Segment Start: ENTRIES SUPPLIED
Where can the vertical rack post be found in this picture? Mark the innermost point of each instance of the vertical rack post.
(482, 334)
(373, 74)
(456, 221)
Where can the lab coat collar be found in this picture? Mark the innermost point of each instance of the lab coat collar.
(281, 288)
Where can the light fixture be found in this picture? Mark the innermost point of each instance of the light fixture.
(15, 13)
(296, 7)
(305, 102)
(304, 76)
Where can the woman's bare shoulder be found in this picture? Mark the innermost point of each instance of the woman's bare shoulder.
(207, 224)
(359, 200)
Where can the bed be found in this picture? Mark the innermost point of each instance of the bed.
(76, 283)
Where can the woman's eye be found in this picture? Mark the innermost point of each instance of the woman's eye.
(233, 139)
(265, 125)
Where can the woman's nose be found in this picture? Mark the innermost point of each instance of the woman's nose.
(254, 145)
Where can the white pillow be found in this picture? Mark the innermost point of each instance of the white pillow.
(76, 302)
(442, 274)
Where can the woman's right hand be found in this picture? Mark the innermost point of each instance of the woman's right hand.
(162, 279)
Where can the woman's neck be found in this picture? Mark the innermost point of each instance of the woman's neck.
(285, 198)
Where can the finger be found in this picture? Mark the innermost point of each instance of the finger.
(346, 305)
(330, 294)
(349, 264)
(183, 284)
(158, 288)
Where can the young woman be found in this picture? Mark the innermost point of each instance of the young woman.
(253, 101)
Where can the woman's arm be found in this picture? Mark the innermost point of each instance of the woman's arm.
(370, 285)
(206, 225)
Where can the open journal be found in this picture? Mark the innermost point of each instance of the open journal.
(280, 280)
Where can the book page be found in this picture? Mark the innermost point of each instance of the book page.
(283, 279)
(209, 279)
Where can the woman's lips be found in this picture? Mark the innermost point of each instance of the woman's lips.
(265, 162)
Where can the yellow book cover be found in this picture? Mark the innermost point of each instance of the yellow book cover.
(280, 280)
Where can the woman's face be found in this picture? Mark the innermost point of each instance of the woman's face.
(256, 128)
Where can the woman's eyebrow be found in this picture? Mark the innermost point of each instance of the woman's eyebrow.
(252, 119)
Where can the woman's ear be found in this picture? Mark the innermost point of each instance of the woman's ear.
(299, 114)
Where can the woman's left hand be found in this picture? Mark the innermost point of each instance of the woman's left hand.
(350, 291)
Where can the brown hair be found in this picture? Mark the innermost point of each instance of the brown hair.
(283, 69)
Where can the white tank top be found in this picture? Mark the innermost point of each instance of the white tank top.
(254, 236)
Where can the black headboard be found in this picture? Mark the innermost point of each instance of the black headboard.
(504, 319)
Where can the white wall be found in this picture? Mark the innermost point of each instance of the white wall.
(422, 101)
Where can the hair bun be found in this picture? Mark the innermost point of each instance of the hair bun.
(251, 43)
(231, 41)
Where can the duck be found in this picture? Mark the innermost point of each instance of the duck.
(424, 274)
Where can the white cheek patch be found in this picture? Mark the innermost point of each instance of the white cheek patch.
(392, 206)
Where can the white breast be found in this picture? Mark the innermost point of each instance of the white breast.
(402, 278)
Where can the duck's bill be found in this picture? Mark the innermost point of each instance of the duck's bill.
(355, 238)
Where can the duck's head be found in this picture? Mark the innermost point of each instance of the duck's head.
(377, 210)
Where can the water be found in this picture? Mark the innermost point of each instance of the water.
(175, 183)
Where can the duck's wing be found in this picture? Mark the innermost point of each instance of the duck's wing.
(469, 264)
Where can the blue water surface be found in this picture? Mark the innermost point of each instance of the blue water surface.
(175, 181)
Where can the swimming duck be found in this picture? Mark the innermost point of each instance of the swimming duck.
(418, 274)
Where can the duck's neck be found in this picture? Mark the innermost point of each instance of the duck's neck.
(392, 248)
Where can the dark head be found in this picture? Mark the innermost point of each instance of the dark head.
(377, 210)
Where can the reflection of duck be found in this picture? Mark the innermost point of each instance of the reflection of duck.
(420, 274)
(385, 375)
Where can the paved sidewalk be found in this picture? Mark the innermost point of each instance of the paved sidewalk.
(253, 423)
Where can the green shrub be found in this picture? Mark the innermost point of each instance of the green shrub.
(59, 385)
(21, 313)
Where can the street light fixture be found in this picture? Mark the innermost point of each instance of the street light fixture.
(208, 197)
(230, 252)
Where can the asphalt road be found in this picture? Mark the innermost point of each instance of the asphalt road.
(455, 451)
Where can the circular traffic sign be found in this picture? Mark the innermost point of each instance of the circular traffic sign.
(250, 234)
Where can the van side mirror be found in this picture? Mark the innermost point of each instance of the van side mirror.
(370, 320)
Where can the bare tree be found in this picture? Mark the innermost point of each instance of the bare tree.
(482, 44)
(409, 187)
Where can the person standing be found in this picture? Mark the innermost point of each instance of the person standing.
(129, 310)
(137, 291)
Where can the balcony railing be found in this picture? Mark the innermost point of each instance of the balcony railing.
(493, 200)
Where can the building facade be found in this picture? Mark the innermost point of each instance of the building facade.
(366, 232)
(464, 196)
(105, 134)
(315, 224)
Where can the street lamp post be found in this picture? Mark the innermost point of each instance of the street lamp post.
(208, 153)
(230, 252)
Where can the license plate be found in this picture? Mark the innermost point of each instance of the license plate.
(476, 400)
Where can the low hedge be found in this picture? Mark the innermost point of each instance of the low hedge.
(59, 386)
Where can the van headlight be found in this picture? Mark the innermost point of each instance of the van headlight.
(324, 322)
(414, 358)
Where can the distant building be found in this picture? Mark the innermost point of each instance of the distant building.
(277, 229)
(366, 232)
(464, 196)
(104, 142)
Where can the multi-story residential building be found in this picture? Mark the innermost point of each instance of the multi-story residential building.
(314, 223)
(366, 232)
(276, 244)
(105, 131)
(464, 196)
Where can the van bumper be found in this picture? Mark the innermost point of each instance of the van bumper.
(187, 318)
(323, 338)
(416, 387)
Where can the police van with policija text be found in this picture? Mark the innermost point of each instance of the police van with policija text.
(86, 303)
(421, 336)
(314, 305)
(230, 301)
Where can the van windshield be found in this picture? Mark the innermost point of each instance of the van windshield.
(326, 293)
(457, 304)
Segment End: ENTRIES SUPPLIED
### EXERCISE DIRECTIONS
The answer should reproduce all of the data without any alteration.

### RESPONSE TO THIS TASK
Where can the vertical rack post be found in this picture? Mark the innermost point of each instance of the vertical rack post.
(482, 334)
(373, 74)
(456, 221)
Where can the lab coat collar be found in this picture? Mark the innermost point of each instance of the lab coat collar.
(281, 288)
Where can the light fixture be found in this picture? Mark the innermost point of each instance of the light fixture.
(15, 13)
(296, 7)
(305, 102)
(304, 76)
Where can the woman's bare shoulder be found in this picture? Mark the innermost point of each instance of the woman's bare shoulder.
(207, 224)
(359, 200)
Where can the bed be found in this picture? Mark the innermost point of each instance of the bed.
(76, 283)
Where can the woman's eye be found in this picture? Mark the innermost point of each instance of the woman's eye.
(233, 139)
(265, 125)
Where can the woman's nose be found in this picture? Mark the innermost point of each instance of the woman's nose.
(254, 145)
Where can the white pillow be found in this picture? Mark the innermost point of each instance of the white pillow.
(76, 302)
(442, 274)
Where can the woman's right hand be found in this picture? Mark the innermost point of each instance of the woman's right hand.
(162, 279)
Where can the woman's neck be found in this picture? Mark the innermost point of each instance of the woman's neck.
(285, 198)
Where can the finger be found in this picture? Mark the innermost point of each instance of the finger.
(346, 305)
(330, 294)
(349, 264)
(183, 284)
(158, 288)
Where can the young woman be found in this picture? Mark the innermost point of each instance of the young woman.
(253, 101)
Where can the woman's arm be found in this picture? Mark the innermost point of each instance of the woman's arm.
(370, 285)
(206, 225)
Where can the open journal be found in this picture? Mark the innermost point of each instance of the open journal.
(280, 280)
Where can the book page be found in this picture? Mark the innermost point of each instance of the book page.
(283, 279)
(209, 279)
Where can the woman's lips be found in this picture? Mark the innermost point of each instance of the woman's lips.
(265, 162)
Where can the yellow book cover be found in this picture? Mark the innermost point of each instance of the yellow book cover.
(280, 280)
Where can the woman's face be found in this picture? Mark the innermost point of each instance of the woman's face.
(256, 128)
Where can the woman's eyebrow be found in this picture? Mark the innermost point of each instance of the woman's eyebrow.
(252, 119)
Where can the woman's ear be found in this picture? Mark the innermost point of each instance of the woman's ear.
(299, 114)
Where can the woman's left hand be found in this picture? Mark the innermost point of each instance of the woman's left hand.
(350, 291)
Where can the brown hair be found in this picture? Mark the innermost point of each instance of the brown hair.
(283, 69)
Where can the white tank top be found in this picture? Mark the innermost point of each instance of the white tank top.
(254, 236)
Where can the black headboard be found in this picture? Mark the innermost point of each instance of the black headboard.
(504, 319)
Where can the white wall be found in this picture? Mark the innermost point of each instance of the white wall.
(422, 101)
Where can the hair bun be found in this picture? Mark the innermost point of each instance of the hair bun.
(251, 43)
(231, 41)
Where can the duck be found in this picture? Mark the innermost point of each instance of the duck.
(424, 274)
Where can the white cheek patch be found in this picture? Mark the innermost point of each instance of the white cheek patch.
(392, 206)
Where can the white breast be found in this picture? Mark the innermost point of each instance of the white breast.
(402, 278)
Where can the duck's bill be found in this picture? Mark the innermost point of each instance of the duck's bill.
(355, 238)
Where can the duck's head be found in this picture? Mark the innermost point of each instance of the duck's head.
(377, 210)
Where can the water be found in this picture? Mark the innermost point of each instance of the water.
(175, 183)
Where can the duck's wing be found in this picture? Mark the innermost point of each instance of the duck's wing.
(469, 264)
Where can the blue water surface be found in this picture? Mark the innermost point of each instance of the blue water surface.
(175, 181)
Where can the swimming duck be found in this picture? Mark the innermost point of each instance of the swimming duck.
(418, 274)
Where can the duck's neck be found in this picture? Mark the innermost point of each instance of the duck's neck.
(392, 248)
Where can the dark head be found in this picture? Mark the innermost point of each instance of the dark head.
(377, 210)
Where can the reflection of duck be found in this picture? Mark the innermost point of each instance of the reflection of duck.
(420, 274)
(385, 375)
Where can the paved sidewalk be found in this picture? Mark the innermost point of each instance of the paved sidewalk.
(253, 423)
Where can the green shrub be found in this picture? Mark the innermost point of each instance of the green shrub.
(59, 385)
(21, 313)
Where can the street light fixture be found in this picture? Mark the innermost point of each instance of the street light fixture.
(208, 197)
(230, 252)
Where can the asphalt road be found in this picture? Mark the innermost point of each instance of the asphalt road.
(455, 451)
Where can the circular traffic sign be found in this picture? Mark the innermost point of each instance of the circular traffic sign.
(250, 234)
Where can the van side mirror be found in this picture? Mark the innermost point of each instance of the van side mirror.
(370, 320)
Where can the bare tree be found in this picture? Mark the innermost point of each instance of the bare tree.
(482, 44)
(409, 187)
Where can the person standing be found in this picture? Mark the innermost point of each instance of the person standing.
(129, 310)
(137, 291)
Where can the balcony railing be found in this picture? Mark the innermost point of each instance of the balcony railing.
(493, 200)
Where can the building facade be found in this picture? Mark the innermost point of each instance of the building facade.
(366, 232)
(464, 196)
(105, 134)
(315, 224)
Where can the street lamp post be found in this picture? Mark the innermost point of each instance of the street lamp post.
(208, 153)
(230, 252)
Where can the license plate be found in this picture? Mark the innermost point of each instance of the license plate.
(476, 400)
Where can the low hedge be found in this picture? Mark the innermost point of each instance of the low hedge.
(59, 386)
Where can the van headlight be found in this picture? Mark the innermost point of each instance of the van headlight.
(324, 322)
(414, 358)
Where can the distant building be found in this picture? Mark the innermost point of each instance of the distant building.
(277, 229)
(366, 232)
(464, 196)
(104, 142)
Where can the multi-story residential building be found in this picture? Mark the innermost point of each instance of the multi-story residential building.
(314, 223)
(366, 232)
(276, 244)
(105, 131)
(464, 196)
Where can the van bumper be found in this picture? Mark the innermost point of each instance of the van bumper.
(187, 318)
(323, 338)
(416, 387)
Where can the police van with policija text be found in this picture? Mark the innermost point of each instance of the police van with policija text.
(86, 303)
(421, 336)
(314, 305)
(230, 301)
Where can the van windshield be found in this picture? Mark the innermost point of each instance of the van windshield.
(326, 293)
(457, 304)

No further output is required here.